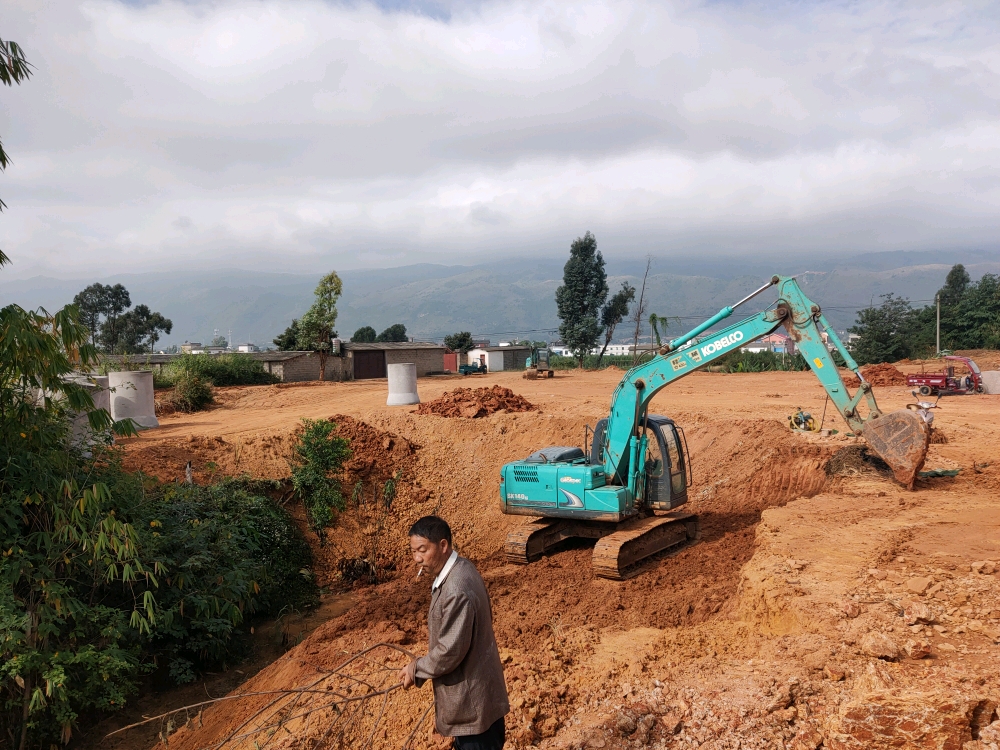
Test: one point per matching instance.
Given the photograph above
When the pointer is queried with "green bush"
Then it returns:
(105, 574)
(220, 369)
(191, 392)
(227, 553)
(738, 361)
(621, 361)
(319, 458)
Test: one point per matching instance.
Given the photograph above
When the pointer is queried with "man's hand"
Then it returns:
(406, 674)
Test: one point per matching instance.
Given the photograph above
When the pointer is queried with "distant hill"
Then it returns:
(502, 298)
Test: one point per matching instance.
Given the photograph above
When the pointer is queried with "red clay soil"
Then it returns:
(879, 375)
(752, 465)
(476, 402)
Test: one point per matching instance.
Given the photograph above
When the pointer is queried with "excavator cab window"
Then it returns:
(654, 455)
(678, 473)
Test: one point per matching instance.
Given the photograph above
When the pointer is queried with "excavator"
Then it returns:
(624, 488)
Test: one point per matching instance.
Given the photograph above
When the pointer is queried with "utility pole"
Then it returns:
(938, 298)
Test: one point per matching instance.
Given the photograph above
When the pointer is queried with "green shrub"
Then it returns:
(104, 574)
(220, 369)
(319, 457)
(621, 361)
(227, 553)
(74, 589)
(191, 392)
(738, 361)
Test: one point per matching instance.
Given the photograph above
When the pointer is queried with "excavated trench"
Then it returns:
(740, 469)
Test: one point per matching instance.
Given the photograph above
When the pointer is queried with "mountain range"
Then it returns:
(502, 299)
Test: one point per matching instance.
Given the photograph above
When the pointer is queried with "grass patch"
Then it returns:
(218, 369)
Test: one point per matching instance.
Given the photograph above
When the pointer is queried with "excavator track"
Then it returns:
(620, 555)
(529, 542)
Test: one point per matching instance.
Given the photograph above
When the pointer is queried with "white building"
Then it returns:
(503, 357)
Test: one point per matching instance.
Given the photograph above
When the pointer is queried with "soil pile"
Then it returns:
(476, 402)
(854, 460)
(879, 375)
(376, 455)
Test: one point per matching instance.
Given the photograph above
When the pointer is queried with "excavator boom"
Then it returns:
(626, 499)
(901, 439)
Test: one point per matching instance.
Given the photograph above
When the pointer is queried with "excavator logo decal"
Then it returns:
(722, 343)
(572, 501)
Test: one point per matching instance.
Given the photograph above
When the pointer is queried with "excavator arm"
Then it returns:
(900, 438)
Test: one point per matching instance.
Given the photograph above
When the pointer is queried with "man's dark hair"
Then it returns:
(431, 528)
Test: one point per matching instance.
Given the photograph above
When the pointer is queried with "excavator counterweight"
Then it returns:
(625, 490)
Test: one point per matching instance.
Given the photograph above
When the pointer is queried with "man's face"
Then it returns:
(429, 555)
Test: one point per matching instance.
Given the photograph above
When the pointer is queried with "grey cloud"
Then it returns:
(367, 135)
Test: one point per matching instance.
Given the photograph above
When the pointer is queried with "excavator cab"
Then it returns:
(668, 469)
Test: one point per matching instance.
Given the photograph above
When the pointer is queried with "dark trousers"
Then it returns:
(492, 739)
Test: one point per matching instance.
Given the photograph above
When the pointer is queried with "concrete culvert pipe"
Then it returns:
(402, 385)
(991, 382)
(101, 394)
(132, 397)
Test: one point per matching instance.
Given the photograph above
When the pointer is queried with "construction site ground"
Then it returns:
(824, 606)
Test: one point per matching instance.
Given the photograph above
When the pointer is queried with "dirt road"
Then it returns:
(834, 610)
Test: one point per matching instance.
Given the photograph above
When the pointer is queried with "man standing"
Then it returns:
(470, 696)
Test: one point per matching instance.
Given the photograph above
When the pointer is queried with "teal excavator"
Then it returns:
(623, 489)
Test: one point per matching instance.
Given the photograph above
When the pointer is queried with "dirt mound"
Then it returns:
(476, 402)
(879, 375)
(854, 460)
(376, 455)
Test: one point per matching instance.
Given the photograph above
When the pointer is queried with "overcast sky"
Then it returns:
(305, 135)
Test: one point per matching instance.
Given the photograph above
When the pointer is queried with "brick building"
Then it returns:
(363, 361)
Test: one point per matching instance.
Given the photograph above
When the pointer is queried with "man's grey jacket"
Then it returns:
(463, 661)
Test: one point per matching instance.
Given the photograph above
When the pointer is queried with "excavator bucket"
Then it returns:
(901, 439)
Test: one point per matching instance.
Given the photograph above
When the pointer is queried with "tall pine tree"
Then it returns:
(579, 299)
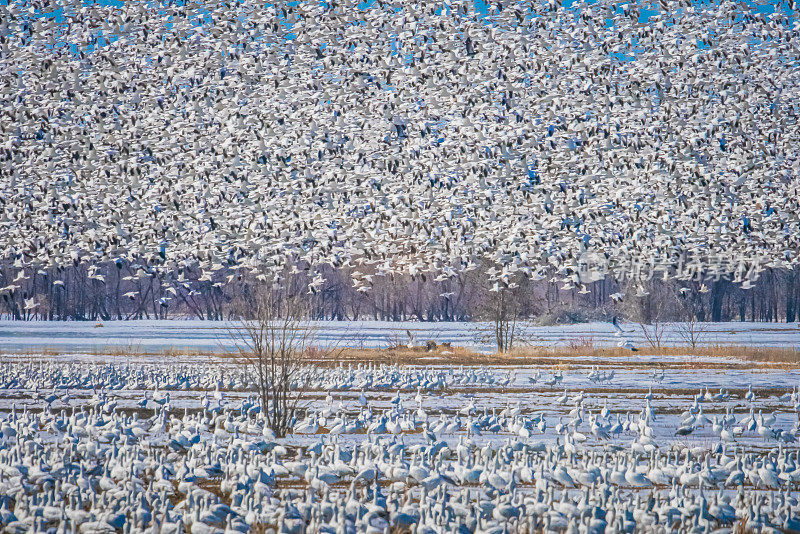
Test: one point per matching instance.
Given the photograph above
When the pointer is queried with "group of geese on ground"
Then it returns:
(50, 375)
(582, 422)
(102, 468)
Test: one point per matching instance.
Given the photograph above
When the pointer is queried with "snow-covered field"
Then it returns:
(208, 336)
(99, 443)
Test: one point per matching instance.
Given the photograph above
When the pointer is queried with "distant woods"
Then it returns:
(128, 291)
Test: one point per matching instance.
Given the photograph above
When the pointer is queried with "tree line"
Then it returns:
(122, 290)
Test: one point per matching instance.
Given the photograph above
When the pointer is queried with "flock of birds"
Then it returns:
(400, 137)
(102, 448)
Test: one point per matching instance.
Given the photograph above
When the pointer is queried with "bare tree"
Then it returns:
(502, 313)
(692, 330)
(272, 340)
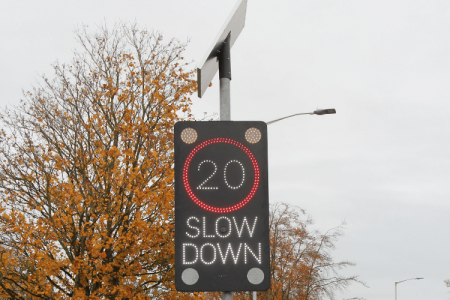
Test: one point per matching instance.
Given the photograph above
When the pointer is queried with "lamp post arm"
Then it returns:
(273, 121)
(316, 112)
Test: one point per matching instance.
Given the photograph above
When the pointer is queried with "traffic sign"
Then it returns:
(221, 206)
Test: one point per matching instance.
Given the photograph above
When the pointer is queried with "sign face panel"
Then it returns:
(221, 206)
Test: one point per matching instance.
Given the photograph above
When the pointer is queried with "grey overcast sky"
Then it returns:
(382, 163)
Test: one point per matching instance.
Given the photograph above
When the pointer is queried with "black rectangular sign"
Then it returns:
(221, 206)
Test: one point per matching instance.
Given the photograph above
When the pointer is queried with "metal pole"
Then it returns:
(225, 78)
(396, 291)
(225, 112)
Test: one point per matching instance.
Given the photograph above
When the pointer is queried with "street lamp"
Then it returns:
(316, 112)
(397, 282)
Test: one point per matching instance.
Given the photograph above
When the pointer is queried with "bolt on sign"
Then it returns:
(221, 206)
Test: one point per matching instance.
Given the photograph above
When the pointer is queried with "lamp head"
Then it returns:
(325, 111)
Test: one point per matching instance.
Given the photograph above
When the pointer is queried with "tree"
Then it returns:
(86, 172)
(302, 267)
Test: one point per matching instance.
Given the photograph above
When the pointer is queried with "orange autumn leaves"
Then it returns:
(86, 173)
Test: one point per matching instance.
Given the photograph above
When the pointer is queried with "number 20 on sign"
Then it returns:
(221, 206)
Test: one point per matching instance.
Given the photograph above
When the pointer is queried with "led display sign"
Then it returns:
(221, 206)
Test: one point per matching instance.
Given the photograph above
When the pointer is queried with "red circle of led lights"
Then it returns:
(220, 209)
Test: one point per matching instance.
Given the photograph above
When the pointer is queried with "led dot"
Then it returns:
(253, 135)
(190, 276)
(201, 254)
(217, 227)
(189, 135)
(193, 227)
(184, 254)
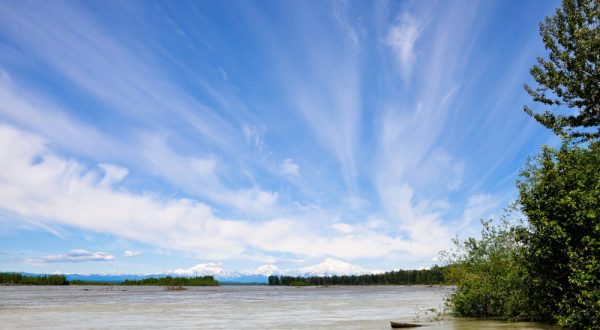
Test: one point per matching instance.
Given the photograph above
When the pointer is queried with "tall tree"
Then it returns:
(559, 192)
(569, 79)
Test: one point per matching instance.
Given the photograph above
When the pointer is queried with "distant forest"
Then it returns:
(20, 279)
(435, 275)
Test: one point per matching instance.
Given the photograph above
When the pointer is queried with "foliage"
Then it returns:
(547, 269)
(20, 279)
(571, 75)
(175, 281)
(560, 195)
(489, 274)
(435, 275)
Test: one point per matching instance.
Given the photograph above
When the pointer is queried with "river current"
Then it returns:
(231, 307)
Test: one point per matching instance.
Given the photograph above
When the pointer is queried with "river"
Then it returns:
(231, 307)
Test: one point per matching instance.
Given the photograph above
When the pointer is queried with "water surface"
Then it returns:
(230, 307)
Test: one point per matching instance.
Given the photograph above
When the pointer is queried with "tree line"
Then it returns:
(435, 275)
(546, 267)
(20, 279)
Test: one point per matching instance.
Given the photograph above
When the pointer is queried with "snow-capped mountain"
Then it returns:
(331, 267)
(327, 267)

________________________

** WHAT THIS TASK INVOLVES **
What lines of the data include the word "building"? Copy each of them.

** FINISHED TASK **
When the pointer is queried with "white building"
When the pointer is queried with "brick building"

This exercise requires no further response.